Could you copy every line of the data that contains the word "beak"?
------
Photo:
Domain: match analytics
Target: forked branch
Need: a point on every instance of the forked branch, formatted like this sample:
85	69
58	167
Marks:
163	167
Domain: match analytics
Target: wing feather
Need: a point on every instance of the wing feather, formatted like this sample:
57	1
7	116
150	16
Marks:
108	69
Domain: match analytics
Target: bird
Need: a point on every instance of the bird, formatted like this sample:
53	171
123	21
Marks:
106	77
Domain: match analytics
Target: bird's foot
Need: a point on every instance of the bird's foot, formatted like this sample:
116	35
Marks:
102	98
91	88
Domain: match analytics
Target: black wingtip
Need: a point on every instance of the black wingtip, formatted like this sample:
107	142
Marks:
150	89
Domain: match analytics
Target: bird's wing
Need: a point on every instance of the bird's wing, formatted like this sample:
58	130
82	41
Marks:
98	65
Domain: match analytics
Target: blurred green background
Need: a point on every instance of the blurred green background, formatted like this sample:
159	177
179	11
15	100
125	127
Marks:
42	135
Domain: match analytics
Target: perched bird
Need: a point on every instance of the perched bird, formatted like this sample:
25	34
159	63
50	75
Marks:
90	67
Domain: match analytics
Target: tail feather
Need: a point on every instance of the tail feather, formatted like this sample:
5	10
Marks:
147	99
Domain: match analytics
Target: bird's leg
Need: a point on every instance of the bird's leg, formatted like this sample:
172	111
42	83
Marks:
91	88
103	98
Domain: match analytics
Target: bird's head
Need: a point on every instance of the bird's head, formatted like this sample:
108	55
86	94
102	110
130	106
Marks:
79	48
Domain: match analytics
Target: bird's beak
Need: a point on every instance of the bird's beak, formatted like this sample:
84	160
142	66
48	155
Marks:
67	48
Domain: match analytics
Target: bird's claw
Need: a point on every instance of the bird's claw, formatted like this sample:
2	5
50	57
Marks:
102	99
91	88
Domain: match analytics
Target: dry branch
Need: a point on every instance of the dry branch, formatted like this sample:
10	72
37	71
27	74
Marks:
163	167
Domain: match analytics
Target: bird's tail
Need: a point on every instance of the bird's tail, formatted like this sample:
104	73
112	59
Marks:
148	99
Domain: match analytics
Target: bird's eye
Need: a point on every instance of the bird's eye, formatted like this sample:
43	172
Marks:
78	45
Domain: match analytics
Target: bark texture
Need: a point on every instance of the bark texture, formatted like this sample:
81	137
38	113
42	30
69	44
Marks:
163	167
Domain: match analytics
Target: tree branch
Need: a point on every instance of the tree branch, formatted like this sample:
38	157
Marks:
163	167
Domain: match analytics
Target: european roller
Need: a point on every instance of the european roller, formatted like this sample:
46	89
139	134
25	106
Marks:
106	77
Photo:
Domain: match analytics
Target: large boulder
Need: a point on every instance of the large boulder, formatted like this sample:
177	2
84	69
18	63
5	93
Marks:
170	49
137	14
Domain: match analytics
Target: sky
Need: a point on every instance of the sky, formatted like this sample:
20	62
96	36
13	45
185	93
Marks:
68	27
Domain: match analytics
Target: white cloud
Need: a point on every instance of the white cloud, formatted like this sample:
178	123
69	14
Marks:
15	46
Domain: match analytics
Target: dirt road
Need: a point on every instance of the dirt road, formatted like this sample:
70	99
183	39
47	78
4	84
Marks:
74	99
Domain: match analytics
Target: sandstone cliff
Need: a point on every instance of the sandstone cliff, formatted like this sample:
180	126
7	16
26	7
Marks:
------
Answer for the task.
Target: bird's beak
Need: a point on every instance of the bird's beak, formatted like this sample:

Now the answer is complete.